> [任务目标 a]
请根据爬虫学习笔记回答下列问题：
(i) 该笔记使用什么工具编写？
(ii) 状态码404表示什么？
(iii) 增量式网络爬虫的特点是什么？

开发: C++知识库 Java知识库 JavaScript Python PHP知识库人工智能区块链大数据移动开发嵌入式开发工具数据结构与算法开发测试游戏开发网络协议系统运维
教程: HTML教程 CSS教程 JavaScript教程 Go语言教程 JQuery教程 VUE教程 VUE3教程 Bootstrap教程 SQL数据库教程 C语言教程 C++教程 Java教程 Python教程 Python3教程 C#教程
数码: 电脑笔记本显卡显示器固态硬盘硬盘耳机手机 iphone vivo oppo 小米华为单反装机图拉丁

-> Python知识库 -> 爬虫学习笔记（2） -> 正文阅读

[Python知识库]爬虫学习笔记（2）

爬虫学习

注：本笔记使用jupyter编写。

web前端知识

jupyter 可以直接运行html和javascript只需要在代码前面加上%%html或者%%javascript

%%html

<html>
    <head>
        <title>python爬虫开发与项目实战</title>
            <meta charset='UTF-8'>
    </head>
    <body>
            文档设置标记<br>
            <p>这是段落</p>
    </body>
</html>

python爬虫开发与项目实战文档设置标记

这是段落

%%html
<html>
    <head>
        <script type='text/javascript'>
            alert('Hello,world!');
            var str1='hi';
            var str2 = 'you';
            str1 +=str2
            alert(str1)
        </script>
    </head>
    <body>
        python爬虫
    </body>
</html>

python爬虫 str1

下面可以直接运行javascrit语言。

%%javascript
alert('hello li')
var str1='hi';
var str2 = 'you';
str1 +=str2
alert(str1)
var person = {name:'li',age:17};
alert(person.name)

<IPython.core.display.Javascript object>

Xpath节点

%%html
<xml version="1.0" encoding="ISO-8859-1">
<classroom>
    <student>
        <id>1001</id>
        <name lang="en">marry</name>
        <country>China</country>
    </student>
</classroom>

1001 marry China

CSS层叠样式表

CSS由选择器和若干条声明构成。
一般有三种做法：

内联样式表，直接使用style属性改变样式，例如

<body style='background-color:green;margin:0;padding:0;'></body>

嵌入式样式表，代码写在<style type = 'text/css'></style>中间
外部样式表，css文件写一个单独的外部文件中。使用<link rel='StyleSheet' type='text/css' href='style.css'>。

javascript

两种引用方法：

直接写入代码，使用<script type='text/javascript'>alert('hello')</script>
引用外部文件使用<scipt src='temp/test1.js'></script>一般放在<head></head>中间。

HTTP 标准

常见状态码含义，200联接成功。301资源被永久转移其他url。404访问不存在。500内部服务器错误。
头部信息，常用的User-Agent,这个常用来反爬虫。
GET方式与POST方式的区别，GET通过url传递数据，数据最大只能是1024B，并且参数会显示在地址栏上。POST通过实体传递数据，数据大小没有限制，安全性更高。

python爬虫概述

爬虫的种类：

通用网络爬虫，如百度谷歌搜索引擎。
聚焦网络爬虫，自动下载网页程序。
增量式网络爬虫，变则改，不变则不下载。
深层网络爬虫，必须登录后才能访问的网页。

> [原始记录]
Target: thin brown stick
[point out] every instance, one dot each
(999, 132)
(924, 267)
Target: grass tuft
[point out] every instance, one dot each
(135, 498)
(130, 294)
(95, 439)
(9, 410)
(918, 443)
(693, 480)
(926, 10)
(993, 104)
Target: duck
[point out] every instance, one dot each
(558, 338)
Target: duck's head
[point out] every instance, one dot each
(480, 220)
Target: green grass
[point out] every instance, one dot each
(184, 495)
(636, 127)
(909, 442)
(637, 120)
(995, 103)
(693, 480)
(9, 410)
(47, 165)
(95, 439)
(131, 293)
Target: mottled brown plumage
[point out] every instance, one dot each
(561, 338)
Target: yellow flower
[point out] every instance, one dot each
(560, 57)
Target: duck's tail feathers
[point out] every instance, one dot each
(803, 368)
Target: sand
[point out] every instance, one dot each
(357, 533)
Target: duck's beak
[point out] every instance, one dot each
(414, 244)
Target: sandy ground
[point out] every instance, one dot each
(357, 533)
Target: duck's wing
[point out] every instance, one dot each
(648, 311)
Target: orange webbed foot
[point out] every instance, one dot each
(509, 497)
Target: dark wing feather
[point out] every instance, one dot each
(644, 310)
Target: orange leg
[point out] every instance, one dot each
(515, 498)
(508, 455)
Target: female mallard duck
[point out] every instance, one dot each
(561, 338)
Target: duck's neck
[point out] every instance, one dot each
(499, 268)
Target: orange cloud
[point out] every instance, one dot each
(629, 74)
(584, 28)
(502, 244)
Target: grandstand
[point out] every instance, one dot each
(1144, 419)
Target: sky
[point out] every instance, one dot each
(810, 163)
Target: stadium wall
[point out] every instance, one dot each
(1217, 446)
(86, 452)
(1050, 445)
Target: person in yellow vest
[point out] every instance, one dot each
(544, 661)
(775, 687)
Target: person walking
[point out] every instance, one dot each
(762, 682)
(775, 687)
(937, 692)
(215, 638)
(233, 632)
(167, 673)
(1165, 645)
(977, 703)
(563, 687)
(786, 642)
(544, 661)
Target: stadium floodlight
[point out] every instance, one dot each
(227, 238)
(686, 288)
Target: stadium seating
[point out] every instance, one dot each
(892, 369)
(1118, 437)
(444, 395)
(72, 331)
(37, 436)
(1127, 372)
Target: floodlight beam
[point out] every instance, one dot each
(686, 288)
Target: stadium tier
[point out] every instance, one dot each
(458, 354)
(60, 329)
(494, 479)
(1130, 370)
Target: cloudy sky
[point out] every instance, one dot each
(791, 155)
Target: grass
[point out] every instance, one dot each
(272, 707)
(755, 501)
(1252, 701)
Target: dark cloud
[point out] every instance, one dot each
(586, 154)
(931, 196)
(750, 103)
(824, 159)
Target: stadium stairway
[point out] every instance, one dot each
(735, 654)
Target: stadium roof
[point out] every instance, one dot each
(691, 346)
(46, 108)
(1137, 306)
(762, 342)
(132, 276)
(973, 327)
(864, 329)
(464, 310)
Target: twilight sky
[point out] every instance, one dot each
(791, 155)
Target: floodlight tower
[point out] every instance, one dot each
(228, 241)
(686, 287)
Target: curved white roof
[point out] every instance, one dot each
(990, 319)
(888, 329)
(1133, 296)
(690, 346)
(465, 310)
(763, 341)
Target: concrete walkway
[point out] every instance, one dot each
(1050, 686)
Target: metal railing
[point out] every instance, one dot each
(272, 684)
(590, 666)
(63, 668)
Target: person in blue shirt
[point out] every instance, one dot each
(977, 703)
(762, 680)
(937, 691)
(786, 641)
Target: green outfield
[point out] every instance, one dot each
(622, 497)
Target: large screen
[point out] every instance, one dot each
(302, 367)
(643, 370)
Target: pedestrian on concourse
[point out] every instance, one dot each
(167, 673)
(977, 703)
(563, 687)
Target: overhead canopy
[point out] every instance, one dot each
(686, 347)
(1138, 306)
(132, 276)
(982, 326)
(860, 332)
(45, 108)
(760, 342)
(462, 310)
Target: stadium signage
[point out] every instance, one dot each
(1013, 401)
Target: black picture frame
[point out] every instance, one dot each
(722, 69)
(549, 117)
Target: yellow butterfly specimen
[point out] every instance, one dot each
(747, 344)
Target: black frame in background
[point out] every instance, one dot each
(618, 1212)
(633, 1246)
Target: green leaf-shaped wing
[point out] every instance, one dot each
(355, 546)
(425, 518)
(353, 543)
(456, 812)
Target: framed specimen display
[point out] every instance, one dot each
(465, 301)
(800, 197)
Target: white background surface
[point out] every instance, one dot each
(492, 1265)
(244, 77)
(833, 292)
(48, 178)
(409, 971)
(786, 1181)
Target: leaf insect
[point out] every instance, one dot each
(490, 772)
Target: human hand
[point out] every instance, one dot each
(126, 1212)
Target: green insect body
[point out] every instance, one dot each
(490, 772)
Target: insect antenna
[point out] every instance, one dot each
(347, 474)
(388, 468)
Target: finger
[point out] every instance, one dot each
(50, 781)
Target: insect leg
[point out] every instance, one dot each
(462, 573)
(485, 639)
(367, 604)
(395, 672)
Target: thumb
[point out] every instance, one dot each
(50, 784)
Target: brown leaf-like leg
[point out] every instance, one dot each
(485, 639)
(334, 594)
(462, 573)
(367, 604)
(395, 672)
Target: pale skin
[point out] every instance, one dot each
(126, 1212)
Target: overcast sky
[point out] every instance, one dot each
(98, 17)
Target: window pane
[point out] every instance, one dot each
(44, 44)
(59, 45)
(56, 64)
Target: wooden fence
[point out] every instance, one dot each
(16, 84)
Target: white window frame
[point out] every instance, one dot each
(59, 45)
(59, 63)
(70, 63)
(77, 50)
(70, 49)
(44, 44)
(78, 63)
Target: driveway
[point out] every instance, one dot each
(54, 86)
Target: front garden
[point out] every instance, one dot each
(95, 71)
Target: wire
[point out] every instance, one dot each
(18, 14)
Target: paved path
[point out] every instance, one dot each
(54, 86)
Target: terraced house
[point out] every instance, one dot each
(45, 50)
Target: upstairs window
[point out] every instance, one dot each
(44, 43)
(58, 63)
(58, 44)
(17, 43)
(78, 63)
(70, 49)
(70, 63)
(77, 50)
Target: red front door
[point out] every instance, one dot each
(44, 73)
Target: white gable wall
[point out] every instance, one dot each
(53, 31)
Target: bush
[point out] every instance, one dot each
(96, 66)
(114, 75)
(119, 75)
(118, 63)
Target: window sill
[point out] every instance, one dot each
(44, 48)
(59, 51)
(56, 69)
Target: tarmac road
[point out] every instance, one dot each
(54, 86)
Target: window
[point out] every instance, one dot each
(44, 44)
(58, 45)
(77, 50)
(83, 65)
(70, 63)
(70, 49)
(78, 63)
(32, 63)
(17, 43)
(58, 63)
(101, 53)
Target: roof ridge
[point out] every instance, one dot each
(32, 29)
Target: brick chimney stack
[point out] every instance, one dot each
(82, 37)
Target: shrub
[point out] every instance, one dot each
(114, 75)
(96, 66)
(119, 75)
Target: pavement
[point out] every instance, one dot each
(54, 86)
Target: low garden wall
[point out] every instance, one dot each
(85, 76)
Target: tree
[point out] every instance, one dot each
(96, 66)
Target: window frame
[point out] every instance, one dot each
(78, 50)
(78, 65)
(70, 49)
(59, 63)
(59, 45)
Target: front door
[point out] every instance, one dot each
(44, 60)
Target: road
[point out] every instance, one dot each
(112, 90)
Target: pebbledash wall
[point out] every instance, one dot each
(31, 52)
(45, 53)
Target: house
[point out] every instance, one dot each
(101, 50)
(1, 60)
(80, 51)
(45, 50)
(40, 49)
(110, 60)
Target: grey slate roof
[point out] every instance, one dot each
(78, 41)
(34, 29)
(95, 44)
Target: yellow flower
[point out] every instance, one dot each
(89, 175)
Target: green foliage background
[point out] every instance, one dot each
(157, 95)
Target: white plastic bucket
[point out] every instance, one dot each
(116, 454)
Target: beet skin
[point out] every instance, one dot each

> [任务目标 b]
在记录中，从含有"Target: framed specimen display"的一行起，到含有"(786, 1181)"的一行为止（两行均包括在内），重新列出这些行，指令行一并保留，并将答案中每个坐标数值都加上18。

> [练习输出 a]
(i) jupyter。
(ii) 访问不存在。
(iii) 变则改，不变则不下载。

> [练习输出 b]
Target: framed specimen display
[point out] every instance, one dot each
(483, 319)
(818, 215)
Target: white background surface
[point out] every instance, one dot each
(510, 1283)
(262, 95)
(851, 310)
(66, 196)
(427, 989)
(804, 1199)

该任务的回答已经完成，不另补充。